--- START AVAILABLE RECORDS ---

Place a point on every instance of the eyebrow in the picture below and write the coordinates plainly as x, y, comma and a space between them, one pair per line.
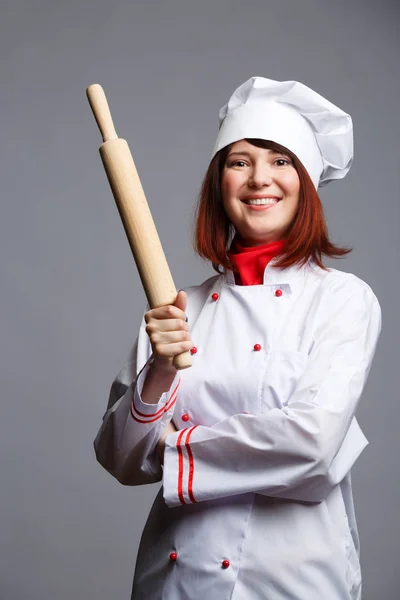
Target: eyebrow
245, 153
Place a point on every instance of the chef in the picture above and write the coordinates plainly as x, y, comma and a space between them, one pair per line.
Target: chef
254, 444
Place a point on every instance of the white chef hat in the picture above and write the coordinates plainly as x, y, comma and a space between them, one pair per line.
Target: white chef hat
293, 115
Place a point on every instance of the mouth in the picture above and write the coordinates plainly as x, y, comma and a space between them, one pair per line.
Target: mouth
258, 201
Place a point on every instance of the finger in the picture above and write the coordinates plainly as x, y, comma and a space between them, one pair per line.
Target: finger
166, 325
171, 350
169, 337
168, 311
181, 300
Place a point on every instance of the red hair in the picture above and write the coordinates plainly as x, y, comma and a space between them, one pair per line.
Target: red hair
307, 237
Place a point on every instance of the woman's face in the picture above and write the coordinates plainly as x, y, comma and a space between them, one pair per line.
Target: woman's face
260, 193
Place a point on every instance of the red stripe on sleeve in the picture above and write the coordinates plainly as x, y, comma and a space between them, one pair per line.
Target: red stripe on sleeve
180, 468
191, 465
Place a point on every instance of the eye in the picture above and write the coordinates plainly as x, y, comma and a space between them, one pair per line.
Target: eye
283, 162
237, 163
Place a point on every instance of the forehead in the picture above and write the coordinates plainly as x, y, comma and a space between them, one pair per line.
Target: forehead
242, 146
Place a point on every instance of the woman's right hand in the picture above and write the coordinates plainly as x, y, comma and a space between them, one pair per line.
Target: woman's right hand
168, 332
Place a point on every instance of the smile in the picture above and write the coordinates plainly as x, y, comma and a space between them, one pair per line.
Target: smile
260, 201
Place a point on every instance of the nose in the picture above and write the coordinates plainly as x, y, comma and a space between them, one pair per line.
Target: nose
260, 176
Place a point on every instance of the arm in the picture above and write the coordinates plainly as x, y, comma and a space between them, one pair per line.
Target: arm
126, 444
301, 451
143, 397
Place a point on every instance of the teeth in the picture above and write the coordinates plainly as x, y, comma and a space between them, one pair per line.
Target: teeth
262, 201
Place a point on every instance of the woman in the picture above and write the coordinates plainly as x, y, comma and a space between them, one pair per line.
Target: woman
255, 442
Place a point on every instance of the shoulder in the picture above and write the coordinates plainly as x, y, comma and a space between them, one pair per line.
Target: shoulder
202, 288
197, 295
341, 287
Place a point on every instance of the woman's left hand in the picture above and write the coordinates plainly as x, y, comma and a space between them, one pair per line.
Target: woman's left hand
170, 428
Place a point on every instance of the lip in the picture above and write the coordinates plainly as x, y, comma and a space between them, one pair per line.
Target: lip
259, 197
259, 207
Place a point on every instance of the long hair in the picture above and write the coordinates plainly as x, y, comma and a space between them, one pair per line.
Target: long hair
307, 237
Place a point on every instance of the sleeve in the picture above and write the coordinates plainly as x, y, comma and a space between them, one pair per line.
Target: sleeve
126, 444
299, 452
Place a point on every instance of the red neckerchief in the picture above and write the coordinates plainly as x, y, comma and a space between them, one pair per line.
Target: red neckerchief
251, 262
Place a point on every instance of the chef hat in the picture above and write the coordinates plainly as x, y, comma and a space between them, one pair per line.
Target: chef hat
293, 115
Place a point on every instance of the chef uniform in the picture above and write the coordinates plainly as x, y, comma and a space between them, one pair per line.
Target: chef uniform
256, 500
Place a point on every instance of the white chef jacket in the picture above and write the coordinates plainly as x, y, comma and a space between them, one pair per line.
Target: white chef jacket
256, 500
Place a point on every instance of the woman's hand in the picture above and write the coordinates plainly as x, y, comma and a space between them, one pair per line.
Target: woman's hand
168, 332
170, 428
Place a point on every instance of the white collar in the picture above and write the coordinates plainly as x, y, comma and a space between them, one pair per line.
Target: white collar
292, 276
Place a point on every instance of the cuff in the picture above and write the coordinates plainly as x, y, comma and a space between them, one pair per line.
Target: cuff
178, 470
150, 413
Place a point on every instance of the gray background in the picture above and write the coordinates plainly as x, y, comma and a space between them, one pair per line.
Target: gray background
71, 297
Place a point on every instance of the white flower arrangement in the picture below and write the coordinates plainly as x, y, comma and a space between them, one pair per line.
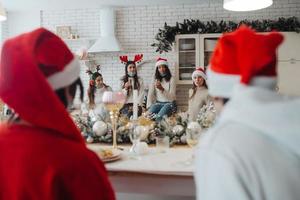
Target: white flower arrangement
207, 115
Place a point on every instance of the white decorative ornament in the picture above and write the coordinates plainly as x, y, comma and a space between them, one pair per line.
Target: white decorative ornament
100, 128
143, 131
194, 126
141, 148
89, 139
177, 129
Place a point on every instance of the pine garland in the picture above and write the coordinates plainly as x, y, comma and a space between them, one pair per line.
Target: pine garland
166, 35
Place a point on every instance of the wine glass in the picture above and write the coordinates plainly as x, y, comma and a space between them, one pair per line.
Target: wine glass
193, 133
134, 135
113, 102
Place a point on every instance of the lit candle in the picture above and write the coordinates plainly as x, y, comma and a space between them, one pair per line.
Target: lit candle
135, 104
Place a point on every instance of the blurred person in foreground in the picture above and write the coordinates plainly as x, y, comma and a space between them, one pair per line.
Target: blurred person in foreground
253, 151
43, 155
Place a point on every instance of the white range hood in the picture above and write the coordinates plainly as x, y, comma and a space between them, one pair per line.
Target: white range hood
107, 41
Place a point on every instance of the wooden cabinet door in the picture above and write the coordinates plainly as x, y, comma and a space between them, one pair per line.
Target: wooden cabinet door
289, 77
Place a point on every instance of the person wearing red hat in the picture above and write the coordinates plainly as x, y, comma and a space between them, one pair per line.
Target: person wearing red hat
198, 95
253, 150
43, 155
162, 92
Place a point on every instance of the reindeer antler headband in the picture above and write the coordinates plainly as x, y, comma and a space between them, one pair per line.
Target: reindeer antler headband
137, 59
90, 73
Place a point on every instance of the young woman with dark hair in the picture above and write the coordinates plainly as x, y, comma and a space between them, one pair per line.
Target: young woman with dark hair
162, 92
95, 92
129, 82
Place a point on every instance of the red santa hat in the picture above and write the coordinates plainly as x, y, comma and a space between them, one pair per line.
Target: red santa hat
199, 72
161, 61
60, 66
33, 65
243, 57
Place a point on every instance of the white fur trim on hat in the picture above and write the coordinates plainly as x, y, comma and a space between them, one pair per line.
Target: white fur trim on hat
197, 73
65, 77
221, 85
161, 62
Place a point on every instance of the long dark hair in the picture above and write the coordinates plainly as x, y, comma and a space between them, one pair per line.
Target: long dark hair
194, 88
167, 76
92, 88
124, 79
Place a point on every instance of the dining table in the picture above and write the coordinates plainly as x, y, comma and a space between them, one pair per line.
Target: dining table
157, 171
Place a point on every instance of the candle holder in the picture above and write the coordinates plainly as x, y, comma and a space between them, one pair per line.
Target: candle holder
114, 115
113, 102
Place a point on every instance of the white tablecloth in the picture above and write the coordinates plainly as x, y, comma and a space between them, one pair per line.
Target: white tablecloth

--- END AVAILABLE RECORDS ---

> [YOUR INSTRUCTIONS]:
Reproduce, word for word, everything from the line containing "Place a point on every instance of the white tablecloth" down to the end of the records above, including both of those ends.

> [SOLUTION TO THIS TASK]:
Place a point on every instance of the white tablecloth in the picture above and write the coordinates plainly as x, y, comma and a space between them, one pair per line.
Target: white tablecloth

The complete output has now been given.